**GIVEN PASSAGE:**
— Start —
That was the solution they went with. If you are a child coping with the dissolution of your parents’ marriage, you will have the obligation to call up a media company every month — or more often — and explain that Mummy and Daddy don’t love each other any more, but can I please have my TV back?
I never forgot that day. I even wrote a science fiction story about it called (what else?) “Authorized Domain”:
https://craphound.com/news/2011/10/31/authorised-domain/
I think everyone understood that this was an absurd “solution,” but they had already decided that they were going to complete the seemingly straightforward business of defining a category like “household” using software, and once that train left the station, nothing was going to stop it.
This is a recurring form of techno-hubris: the idea that baseline concepts like “family” have crisp definitions and that any exceptions are outliers that would never swallow the rule. It’s such a common misstep that there’s a whole enre* called “Falsehoods Programmers Believe About ______”:
https://github.com/kdeldycke/awesome-falsehood
In that list: names, time, currency, birthdays, timezones, email addresses, national borders, nations, biometrics, gender, language, alphabets, phone numbers, addresses, systems of measurement, and, of course, families. These categories are touchstones in our everyday life, and we think we know what they mean — but then we try to define them, and the list of exceptions spirals out into a hairy, fractal infinity.
Historically, these fuzzy categorical edges didn’t matter so much, because they were usually interpreted by humans using common sense. My grandfather was born “Avrom Doctorovitch” (or at least, that’s one way to transliterate his name, which was spelled in a different alphabet, but which was also transliterating his first name from yet another alphabet). When he came to Canada as a refugee, his surname was anglicized to “Doctorow.” Other cousins are “Doctorov,” “Doctoroff,” and “Doktorovitch.”
— End —
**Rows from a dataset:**
— Start —
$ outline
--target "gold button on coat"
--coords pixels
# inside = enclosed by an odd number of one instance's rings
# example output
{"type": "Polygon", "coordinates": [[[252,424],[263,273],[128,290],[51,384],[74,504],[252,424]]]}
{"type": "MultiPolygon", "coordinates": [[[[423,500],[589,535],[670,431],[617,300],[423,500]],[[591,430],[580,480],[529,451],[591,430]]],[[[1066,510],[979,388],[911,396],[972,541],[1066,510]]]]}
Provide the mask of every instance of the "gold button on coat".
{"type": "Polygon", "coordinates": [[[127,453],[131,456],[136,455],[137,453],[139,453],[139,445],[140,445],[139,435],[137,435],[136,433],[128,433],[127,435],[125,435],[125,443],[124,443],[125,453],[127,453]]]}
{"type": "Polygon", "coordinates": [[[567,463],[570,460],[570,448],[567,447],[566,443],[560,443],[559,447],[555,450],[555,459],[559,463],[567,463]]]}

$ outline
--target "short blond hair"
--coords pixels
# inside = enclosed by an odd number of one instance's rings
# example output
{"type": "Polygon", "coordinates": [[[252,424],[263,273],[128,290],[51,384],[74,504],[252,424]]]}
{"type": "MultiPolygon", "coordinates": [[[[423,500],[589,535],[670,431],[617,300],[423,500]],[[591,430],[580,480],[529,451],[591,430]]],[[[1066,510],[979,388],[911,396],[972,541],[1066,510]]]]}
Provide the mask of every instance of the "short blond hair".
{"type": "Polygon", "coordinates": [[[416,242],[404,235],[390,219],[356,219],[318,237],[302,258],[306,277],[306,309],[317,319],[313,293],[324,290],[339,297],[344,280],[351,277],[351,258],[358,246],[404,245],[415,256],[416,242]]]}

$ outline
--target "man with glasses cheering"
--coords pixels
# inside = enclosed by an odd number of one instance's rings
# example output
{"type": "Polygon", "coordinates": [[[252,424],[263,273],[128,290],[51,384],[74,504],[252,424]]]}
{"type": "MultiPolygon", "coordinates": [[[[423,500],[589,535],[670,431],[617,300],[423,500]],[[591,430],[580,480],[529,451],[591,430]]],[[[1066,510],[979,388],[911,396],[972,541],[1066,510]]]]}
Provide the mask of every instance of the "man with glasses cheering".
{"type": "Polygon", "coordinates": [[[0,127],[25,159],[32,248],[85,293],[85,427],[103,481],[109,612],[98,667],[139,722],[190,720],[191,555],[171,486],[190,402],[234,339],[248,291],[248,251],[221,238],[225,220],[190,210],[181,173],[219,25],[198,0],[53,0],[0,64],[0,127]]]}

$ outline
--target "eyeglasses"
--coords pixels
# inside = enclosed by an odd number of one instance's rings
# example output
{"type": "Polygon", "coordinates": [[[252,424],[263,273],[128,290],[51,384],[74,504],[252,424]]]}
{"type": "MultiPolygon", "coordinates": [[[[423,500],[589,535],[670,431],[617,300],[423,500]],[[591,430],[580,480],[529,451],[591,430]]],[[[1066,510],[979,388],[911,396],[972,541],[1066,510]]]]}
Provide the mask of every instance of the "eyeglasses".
— End —
**THE TASKS:**
1 – Write out the stretch of the passage about defining families in software from "That was the" through "my TV back?", substituting "cable provider" for "media company".
2 – Resume the passage about defining families in software, picking up right after its final sentence.

**EXERCISE RESULTS:**
1 –
That was the solution they went with. If you are a child coping with the dissolution of your parents’ marriage, you will have the obligation to call up a cable provider every month — or more often — and explain that Mummy and Daddy don’t love each other any more, but can I please have my TV back?

2 –
Naturally, his first name could have been “Abraham” or “Abe,” but his first employer (a fellow Eastern European emigre) decided that was too ethnic and in sincere effort to help him fit in, he called my grandfather “Bill.” When my grandfather attained citizenship, his papers read “Abraham William Doctorow.” He went by “Abe,” “Billy,” “Bill,” “William,” “Abraham” and “Avrom.”
Practically, it didn’t matter that variations on all of these appeared on various forms of ID, contracts, and paperwork. His reparations check from the German government had a different variation from the name on the papers he used to open his bank account, but the bank still let him deposit it.
All of my relatives from his generation have more than one name. Another grandfather of mine was born “Aleksander,” and called “Sasha” by friends, but had his name changed to “Seymour” when he got to Canada. His ID was also a mismatched grab-bag of variations on that theme.
None of this mattered to him, either. Airlines would sell him tickets and border guards would stamp his passport and rental agencies would let him drive away in cars despite the minor variations on all his ID.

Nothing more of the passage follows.